* **GIVEN PROBLEM**: Output the full listing below exactly, without the pictures.

* **RECORDS FOR THIS TASK**:
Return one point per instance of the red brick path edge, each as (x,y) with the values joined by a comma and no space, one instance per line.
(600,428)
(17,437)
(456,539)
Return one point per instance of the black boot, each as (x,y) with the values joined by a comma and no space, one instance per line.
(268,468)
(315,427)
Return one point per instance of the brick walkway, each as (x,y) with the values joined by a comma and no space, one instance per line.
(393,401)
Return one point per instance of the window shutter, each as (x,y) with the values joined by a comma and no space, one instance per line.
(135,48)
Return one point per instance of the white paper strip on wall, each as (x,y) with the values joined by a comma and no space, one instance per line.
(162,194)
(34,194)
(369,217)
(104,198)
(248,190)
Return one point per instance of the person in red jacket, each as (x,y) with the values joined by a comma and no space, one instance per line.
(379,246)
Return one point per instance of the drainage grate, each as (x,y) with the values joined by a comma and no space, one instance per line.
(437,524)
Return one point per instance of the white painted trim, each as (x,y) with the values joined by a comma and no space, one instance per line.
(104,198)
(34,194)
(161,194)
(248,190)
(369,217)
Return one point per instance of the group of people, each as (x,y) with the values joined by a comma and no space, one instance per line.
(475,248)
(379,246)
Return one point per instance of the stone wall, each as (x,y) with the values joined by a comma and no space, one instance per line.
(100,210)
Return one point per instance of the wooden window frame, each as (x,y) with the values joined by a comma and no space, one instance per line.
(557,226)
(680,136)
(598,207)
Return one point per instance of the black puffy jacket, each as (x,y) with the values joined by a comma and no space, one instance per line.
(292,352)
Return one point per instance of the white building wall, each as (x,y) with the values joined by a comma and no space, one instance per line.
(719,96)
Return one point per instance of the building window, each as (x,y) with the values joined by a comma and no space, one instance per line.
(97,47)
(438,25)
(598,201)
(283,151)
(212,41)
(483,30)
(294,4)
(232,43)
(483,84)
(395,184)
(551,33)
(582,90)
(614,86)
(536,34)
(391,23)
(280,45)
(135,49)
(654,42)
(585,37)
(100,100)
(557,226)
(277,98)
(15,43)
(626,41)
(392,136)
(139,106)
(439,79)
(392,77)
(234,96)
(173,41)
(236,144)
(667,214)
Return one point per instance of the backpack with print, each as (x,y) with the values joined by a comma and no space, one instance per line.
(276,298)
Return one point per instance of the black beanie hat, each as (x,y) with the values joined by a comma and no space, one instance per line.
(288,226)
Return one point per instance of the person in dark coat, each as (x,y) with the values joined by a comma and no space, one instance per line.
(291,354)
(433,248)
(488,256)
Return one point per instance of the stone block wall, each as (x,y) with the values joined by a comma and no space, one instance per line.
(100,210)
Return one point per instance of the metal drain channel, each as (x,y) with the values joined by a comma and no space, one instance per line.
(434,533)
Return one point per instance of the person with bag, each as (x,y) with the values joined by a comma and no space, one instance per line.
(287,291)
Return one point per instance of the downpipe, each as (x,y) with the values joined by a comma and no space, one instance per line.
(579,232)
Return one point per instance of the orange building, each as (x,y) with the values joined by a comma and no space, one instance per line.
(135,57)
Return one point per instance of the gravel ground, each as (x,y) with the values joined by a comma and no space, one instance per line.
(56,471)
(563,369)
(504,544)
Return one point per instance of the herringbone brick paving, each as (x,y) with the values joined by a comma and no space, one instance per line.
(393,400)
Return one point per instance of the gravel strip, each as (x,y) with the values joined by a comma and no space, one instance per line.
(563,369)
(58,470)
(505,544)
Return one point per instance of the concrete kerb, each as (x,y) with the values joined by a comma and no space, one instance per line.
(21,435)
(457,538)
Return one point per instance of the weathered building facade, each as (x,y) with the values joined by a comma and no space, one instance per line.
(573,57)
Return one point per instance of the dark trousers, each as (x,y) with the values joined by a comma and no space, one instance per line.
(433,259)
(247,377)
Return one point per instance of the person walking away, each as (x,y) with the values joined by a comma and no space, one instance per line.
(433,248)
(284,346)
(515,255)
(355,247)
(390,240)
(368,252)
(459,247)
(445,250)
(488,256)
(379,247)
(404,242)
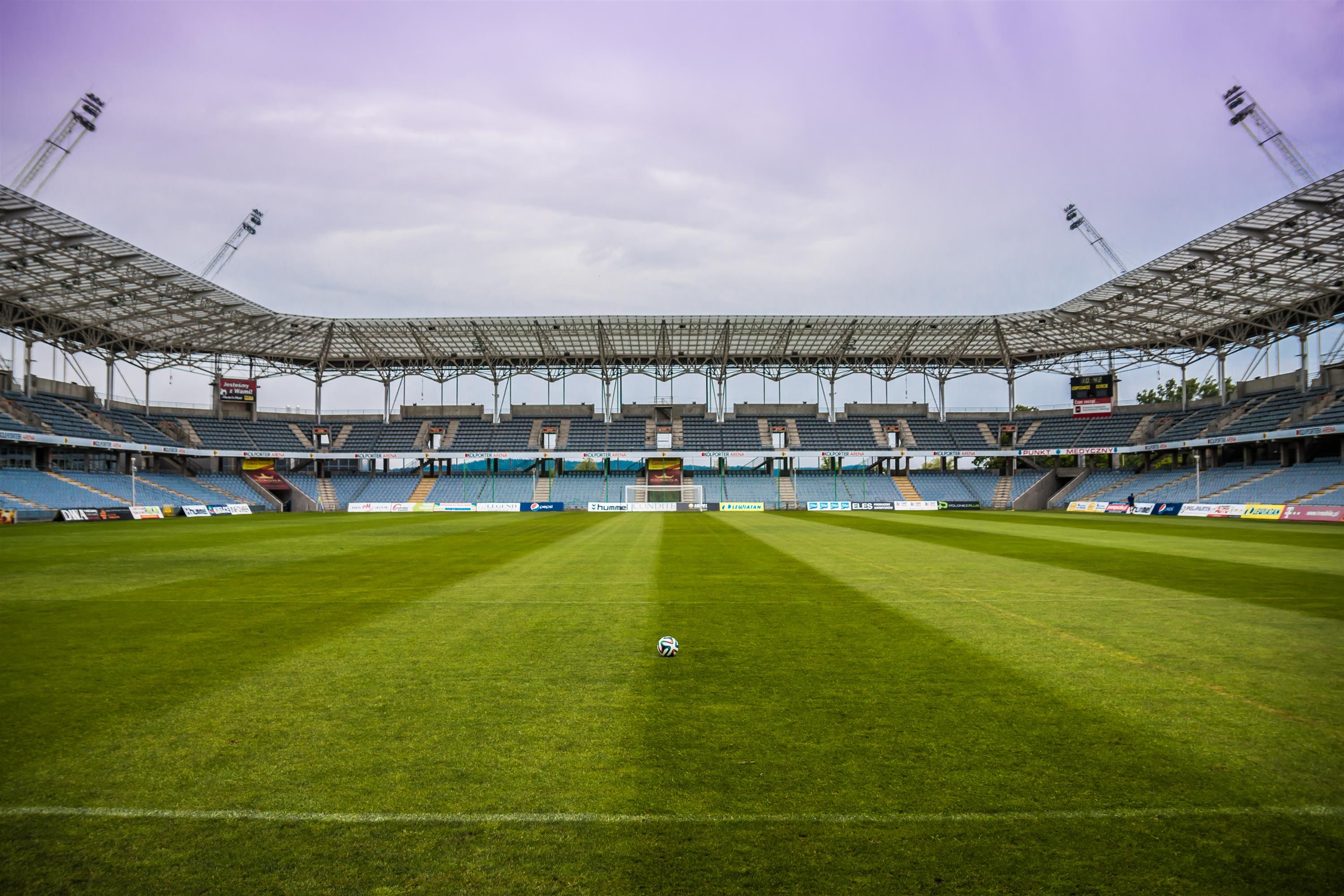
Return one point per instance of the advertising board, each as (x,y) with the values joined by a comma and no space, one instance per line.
(1319,513)
(103,515)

* **RESULT**:
Return one point per instance of the red brick path edge, each as (x,y) with the values joined by a comma and no space, one instance per line.
(600,428)
(17,437)
(456,539)
Return one point per instance of the black boot, each as (x,y) with the values joined by a comma and no space, one instance per line.
(268,468)
(315,427)
Return one point per instance of the brick walkway, each as (x,y) with the values joined by a comma and no space, one instance per line.
(393,401)
Return one point per instance of the window shutter, each as (x,y) with the values joined by a comma and no space, one instance per line.
(135,48)
Return one point per instance of the white paper strip on wall, each as (x,y) with the values joined by a comma and no space, one instance per line.
(162,194)
(34,194)
(369,217)
(104,198)
(248,190)
Return one point per instance of the person in red jacket, each as (x,y) with the values joined by a comma and no space, one instance per line.
(379,246)
Return one point per instance of the drainage grate, each as (x,y) with the values joined by a comma and no space, one instance per line.
(437,524)
Return one point per instance of the white painted trim, each as (x,y) with the values joined by a comma and no space, one instance per line.
(104,198)
(34,194)
(161,194)
(248,190)
(369,217)
Return one point per instance of the group of people, each as (x,y) with the values joined by a comma and no space, one instance per line.
(475,248)
(379,246)
Return one point per instance of the stone wall, each as (x,y) with the values joined by a comma and no space, one instance per line.
(100,210)
Return one point per instance of the wooden window frame, each as (x,y) with the values joined by a comma and no space, one instance per line.
(557,226)
(680,136)
(598,207)
Return one point per instance of the black puffy jacket, each as (x,y) with the values joined by a comma and no space, one instance per line.
(292,352)
Return one point per instance of the white building wall, each as (x,y) with the values joined by a comma and no space, one instance per line.
(719,96)
Return one point per instance of the building window, each as (x,y) with the values joined by a comma and no space, one instance per line.
(97,47)
(438,25)
(598,201)
(283,151)
(212,41)
(483,30)
(294,4)
(232,43)
(483,84)
(395,184)
(551,33)
(582,90)
(614,86)
(536,34)
(391,23)
(280,45)
(135,49)
(654,42)
(585,37)
(100,100)
(557,226)
(277,98)
(15,43)
(626,41)
(392,136)
(139,106)
(439,79)
(392,77)
(234,96)
(173,41)
(236,144)
(667,214)
Return one point per instance of the backpack with print, each as (x,y) with the values joined by a comma and no space, one instance per line.
(276,298)
Return one point per instance of the black beanie hat, each as (x,y) with the values joined by a comma and no space, one instance per line.
(288,226)
Return one point per instance of the person in dark coat, each as (x,y) with the values joined by a comma and no space, one instance per line.
(291,354)
(433,248)
(488,256)
Return one point per instance of the stone block wall, each as (x,y) with the values joined by a comma and no space, one instance per line.
(100,210)
Return one point per instance of the metal drain channel, each as (x,y) with the values joined by a comma and no space, one instance per line.
(434,533)
Return one point per instance of the person with bag, each as (x,y) with the values joined by a comma and no space, one instance per line.
(287,291)
Return one point per instance of the downpipe, each as (x,y) with the values joined by a comma and no space, one instance per line.
(579,232)
Return one point per instance of the orange building, each as (x,y) with the values joined by a comma and no space, one instance per line.
(135,57)
Return one point per instance of the gravel ground, each as (x,y) with the values joined by a comma and no space, one instance per line.
(56,471)
(563,369)
(504,544)
Return one point per instance of the herringbone brick paving, each as (x,y) with the values joined by a comma and no space, one instance per line.
(393,400)
Return one point per instance of the gravel strip, each as (x,y) with the values joined by a comma and no space, one instance per line.
(563,369)
(58,470)
(505,544)
Return one point per instance of the concrete kerb, each as (x,y) with the values joined by a comma and no space, one instance per line.
(21,435)
(457,538)
Return one point per instance of the weathered building facade, each as (x,y) with the values joined by a comma and no space, one instance per line.
(573,57)
Return one point per instance of the dark trousers, each as (x,y) with the values joined by a comma and no space, one instance per line.
(433,259)
(247,377)
Return one point per instance of the person walking away, each as (x,y) with the values joined by a comma and no space, one instance per line.
(433,248)
(284,346)
(515,255)
(355,247)
(390,240)
(368,252)
(459,247)
(445,250)
(488,256)
(379,247)
(404,242)
Return one point per instance of the advertising board, each as (x,y) with the values joined by a comma and no space, one instance per line.
(1319,513)
(103,515)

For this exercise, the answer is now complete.